### To do
Rewrite the data starting at the line containing "Target: dog's black nose" and ending at the line containing "x=722, y=122", replacing "blurred wall" with "stone wall" and leaving everything else unchanged.

### Input data
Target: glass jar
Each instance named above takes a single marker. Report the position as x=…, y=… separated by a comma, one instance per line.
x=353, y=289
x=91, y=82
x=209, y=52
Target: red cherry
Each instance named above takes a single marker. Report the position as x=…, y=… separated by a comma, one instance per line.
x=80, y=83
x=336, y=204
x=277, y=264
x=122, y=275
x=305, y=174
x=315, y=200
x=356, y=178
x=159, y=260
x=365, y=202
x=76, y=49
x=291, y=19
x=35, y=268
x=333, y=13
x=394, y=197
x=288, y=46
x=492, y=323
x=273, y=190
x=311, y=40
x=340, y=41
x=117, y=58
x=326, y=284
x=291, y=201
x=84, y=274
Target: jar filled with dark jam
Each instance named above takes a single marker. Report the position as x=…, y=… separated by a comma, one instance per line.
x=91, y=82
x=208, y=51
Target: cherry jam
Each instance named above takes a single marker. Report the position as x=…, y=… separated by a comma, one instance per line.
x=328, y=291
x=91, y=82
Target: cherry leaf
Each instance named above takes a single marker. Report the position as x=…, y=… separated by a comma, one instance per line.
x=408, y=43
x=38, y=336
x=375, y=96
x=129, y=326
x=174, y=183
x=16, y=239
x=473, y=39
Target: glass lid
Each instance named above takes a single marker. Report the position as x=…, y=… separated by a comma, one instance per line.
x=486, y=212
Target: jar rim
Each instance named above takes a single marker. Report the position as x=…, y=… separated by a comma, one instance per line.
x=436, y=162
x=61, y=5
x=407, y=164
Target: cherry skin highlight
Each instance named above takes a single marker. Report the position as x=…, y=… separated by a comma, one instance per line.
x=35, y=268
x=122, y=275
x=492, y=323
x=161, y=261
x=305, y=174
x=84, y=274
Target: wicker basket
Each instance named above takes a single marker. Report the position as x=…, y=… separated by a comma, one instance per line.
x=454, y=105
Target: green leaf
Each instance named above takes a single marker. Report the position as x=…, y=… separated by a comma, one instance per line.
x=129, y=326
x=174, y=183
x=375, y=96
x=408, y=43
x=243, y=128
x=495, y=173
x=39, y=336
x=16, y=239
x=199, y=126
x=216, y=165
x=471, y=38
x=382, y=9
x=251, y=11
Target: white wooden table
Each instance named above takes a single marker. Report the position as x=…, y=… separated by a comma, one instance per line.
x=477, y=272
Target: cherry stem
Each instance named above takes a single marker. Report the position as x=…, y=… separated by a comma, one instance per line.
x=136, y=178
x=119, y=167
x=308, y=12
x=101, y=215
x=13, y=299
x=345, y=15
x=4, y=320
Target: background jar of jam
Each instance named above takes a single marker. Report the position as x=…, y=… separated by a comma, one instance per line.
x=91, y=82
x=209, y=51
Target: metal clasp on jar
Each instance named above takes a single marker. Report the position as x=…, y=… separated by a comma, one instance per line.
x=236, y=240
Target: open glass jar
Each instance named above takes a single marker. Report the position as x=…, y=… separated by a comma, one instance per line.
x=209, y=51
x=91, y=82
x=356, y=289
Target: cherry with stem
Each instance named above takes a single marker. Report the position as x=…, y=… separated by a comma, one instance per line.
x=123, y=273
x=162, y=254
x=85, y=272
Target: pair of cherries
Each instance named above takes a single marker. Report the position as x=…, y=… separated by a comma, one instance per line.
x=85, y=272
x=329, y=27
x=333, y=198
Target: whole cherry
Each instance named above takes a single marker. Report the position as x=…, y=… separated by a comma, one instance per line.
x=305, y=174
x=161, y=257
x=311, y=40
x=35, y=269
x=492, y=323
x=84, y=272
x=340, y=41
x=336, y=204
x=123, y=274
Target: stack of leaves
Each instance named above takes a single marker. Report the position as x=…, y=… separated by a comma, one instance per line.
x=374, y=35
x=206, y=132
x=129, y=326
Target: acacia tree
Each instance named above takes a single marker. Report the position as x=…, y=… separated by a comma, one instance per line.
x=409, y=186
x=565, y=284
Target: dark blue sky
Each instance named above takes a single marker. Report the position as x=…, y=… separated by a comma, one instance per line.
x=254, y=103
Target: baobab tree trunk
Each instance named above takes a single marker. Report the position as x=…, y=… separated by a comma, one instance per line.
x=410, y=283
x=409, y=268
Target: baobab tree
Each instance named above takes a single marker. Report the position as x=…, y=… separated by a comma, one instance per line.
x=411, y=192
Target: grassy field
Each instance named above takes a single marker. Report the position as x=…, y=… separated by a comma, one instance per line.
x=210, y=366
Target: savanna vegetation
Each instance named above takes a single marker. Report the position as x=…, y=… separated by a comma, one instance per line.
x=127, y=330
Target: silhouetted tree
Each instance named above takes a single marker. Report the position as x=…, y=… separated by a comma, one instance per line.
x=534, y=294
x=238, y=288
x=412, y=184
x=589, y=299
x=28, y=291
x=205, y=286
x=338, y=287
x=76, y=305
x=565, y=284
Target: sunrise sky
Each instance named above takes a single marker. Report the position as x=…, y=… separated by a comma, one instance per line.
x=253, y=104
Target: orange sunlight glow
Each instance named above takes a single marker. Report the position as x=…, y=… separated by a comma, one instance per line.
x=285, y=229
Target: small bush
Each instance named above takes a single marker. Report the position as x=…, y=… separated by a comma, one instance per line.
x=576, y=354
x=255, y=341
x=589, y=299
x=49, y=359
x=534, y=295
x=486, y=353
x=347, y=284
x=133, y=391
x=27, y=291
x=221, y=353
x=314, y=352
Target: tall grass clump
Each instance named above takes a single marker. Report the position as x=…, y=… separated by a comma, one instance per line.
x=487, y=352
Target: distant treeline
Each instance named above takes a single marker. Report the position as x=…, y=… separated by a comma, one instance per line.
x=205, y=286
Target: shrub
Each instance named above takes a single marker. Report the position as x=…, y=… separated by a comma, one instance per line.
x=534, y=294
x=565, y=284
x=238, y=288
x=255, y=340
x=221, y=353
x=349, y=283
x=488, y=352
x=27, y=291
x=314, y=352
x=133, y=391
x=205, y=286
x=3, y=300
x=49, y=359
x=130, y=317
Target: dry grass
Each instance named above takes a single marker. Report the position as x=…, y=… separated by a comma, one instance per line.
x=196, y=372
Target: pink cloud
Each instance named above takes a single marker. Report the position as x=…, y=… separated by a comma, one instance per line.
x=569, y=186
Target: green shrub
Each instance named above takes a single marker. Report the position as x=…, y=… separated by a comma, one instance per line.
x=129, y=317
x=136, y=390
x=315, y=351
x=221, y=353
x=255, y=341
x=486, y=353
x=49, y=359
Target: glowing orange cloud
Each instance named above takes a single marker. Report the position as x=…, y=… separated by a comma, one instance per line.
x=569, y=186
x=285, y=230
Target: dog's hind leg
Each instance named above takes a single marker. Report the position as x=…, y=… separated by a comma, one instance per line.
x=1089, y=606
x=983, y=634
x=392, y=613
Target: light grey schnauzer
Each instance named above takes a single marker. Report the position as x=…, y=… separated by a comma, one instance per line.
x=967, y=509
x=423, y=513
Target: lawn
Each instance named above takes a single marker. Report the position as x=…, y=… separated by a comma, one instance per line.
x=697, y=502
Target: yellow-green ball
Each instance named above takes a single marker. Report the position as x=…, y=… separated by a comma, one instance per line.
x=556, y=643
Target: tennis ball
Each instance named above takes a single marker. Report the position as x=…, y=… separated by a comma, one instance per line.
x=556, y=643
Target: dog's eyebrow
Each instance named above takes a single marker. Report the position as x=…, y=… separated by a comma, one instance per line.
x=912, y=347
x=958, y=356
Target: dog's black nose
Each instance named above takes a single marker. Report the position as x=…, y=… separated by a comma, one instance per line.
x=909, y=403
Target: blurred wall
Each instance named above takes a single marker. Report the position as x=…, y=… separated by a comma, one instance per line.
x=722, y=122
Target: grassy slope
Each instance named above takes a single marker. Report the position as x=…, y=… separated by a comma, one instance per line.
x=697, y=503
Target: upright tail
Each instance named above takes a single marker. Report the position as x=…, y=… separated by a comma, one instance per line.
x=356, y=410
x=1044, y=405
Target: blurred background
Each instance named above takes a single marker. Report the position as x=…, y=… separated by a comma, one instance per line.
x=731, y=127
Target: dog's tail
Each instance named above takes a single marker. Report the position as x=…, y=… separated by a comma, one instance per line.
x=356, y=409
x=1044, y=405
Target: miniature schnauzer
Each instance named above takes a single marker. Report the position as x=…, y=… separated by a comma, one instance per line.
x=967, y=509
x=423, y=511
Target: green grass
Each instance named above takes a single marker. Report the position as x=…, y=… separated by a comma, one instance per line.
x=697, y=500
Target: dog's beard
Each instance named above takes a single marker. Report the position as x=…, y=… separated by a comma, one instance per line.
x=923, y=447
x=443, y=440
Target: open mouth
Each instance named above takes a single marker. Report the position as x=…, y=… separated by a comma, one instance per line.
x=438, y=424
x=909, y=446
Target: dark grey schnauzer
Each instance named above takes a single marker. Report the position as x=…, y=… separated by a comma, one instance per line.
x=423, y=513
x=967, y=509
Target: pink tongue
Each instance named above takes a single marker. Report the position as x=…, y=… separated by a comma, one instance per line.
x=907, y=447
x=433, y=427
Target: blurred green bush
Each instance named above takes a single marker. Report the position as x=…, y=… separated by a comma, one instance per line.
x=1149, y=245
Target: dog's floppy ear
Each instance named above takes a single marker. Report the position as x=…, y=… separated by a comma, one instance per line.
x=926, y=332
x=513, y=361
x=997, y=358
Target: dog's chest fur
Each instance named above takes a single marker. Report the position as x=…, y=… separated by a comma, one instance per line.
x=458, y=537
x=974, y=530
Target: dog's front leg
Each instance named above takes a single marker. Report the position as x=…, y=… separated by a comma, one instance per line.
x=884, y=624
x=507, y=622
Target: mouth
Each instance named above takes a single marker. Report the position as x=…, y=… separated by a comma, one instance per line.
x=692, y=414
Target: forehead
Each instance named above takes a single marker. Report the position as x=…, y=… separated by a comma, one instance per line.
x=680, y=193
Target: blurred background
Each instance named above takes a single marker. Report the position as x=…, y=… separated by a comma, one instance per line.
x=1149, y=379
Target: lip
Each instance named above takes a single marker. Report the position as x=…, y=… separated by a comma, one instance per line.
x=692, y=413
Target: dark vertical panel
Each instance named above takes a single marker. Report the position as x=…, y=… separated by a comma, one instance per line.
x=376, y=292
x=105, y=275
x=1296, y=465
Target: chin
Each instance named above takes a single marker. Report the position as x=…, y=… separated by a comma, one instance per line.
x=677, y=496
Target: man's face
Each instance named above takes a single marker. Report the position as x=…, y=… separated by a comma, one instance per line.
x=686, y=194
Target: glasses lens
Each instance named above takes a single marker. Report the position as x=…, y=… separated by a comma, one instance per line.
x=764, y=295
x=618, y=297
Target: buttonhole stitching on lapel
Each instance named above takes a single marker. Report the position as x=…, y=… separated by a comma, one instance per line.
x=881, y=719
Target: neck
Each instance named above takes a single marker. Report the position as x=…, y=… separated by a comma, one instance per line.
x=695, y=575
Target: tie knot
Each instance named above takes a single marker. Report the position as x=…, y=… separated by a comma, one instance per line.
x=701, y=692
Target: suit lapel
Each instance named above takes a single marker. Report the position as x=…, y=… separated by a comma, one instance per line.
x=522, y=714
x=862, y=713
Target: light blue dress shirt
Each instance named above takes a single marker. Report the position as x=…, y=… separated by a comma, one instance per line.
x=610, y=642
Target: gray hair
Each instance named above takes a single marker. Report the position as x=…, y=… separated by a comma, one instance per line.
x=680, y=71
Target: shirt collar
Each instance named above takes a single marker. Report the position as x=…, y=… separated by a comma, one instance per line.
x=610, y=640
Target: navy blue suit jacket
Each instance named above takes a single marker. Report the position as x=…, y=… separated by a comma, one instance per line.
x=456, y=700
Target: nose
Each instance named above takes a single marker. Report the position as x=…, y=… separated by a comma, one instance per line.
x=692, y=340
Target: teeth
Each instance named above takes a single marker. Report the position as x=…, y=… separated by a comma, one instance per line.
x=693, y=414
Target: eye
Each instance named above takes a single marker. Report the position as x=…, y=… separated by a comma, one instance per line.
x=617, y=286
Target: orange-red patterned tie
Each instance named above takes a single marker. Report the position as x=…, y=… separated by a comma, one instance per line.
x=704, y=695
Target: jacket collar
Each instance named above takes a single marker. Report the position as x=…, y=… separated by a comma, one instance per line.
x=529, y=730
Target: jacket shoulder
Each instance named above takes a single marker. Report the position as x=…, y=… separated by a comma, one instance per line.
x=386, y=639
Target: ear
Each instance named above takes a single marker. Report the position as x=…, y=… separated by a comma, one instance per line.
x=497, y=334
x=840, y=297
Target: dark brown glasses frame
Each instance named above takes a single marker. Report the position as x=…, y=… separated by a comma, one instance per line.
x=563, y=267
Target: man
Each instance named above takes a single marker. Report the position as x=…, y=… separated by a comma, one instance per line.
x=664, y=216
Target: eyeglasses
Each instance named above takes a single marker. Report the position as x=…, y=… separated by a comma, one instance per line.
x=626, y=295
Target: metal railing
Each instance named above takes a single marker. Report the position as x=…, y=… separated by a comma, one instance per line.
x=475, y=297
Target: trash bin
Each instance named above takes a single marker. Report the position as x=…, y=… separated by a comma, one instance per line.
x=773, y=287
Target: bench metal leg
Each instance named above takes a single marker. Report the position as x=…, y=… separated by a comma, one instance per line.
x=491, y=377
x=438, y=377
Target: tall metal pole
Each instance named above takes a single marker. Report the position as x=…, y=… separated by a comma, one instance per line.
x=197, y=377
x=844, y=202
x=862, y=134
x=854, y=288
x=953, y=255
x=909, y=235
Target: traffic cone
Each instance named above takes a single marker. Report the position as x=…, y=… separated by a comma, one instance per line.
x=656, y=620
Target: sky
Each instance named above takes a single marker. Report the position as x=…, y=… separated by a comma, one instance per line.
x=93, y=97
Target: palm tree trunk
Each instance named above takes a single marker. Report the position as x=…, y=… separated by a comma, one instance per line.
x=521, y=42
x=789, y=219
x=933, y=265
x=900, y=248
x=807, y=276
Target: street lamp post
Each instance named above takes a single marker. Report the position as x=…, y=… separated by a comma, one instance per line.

### Correct result
Target: dog's black nose
Each instance named above takes a single marker. Report the position as x=…, y=… separated by a comma, one instance per line.
x=909, y=403
Target: stone wall
Each instance named above takes a single marker. Report the position as x=…, y=… separated by a comma, one instance per line.
x=722, y=122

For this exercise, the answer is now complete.